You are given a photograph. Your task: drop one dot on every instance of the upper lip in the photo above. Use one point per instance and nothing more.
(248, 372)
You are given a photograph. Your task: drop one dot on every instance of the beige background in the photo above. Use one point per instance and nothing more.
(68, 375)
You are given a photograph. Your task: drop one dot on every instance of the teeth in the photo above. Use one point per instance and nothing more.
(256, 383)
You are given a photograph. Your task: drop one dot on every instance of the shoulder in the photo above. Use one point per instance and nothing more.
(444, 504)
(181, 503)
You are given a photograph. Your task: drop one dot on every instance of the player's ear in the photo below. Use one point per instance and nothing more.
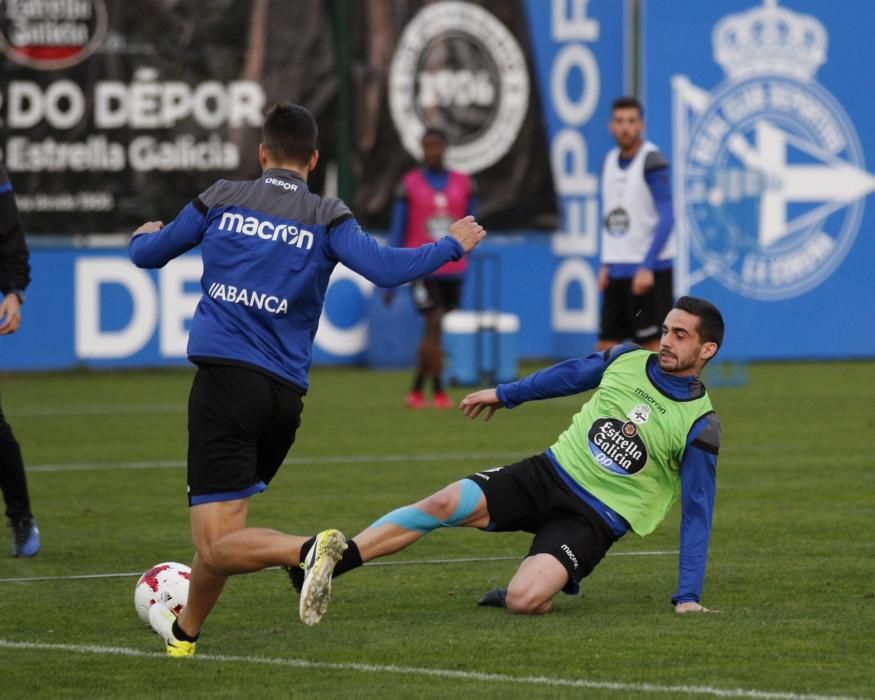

------------------------------

What is expected:
Write out all of these lines again, requests included, and shift every coordinate in the answers by -144. Leave the pictures out.

Response to the task:
You are given a photograph. Your task: drop one dot on every instance of the upper lip in the photo above. Use one point per instance and nothing more.
(104, 228)
You are given a photograph. Your task: drop one dot on every instance of the beige background in the photo above. Use one point per instance and nothing more.
(-76, 231)
You are given a photograph. Your task: drop one dot on every instance of the teeth in the photo above. Use one point per instance and nothing more.
(112, 239)
You are given a photograph. Your task: drop one dot on every instance of the shoulder in the photo above. Use one point per instance and nothing more.
(300, 360)
(37, 359)
You are given a photograph. Your task: drop one dot on every instance of the player's ear in the photo below. Use one point per instance and nothing more.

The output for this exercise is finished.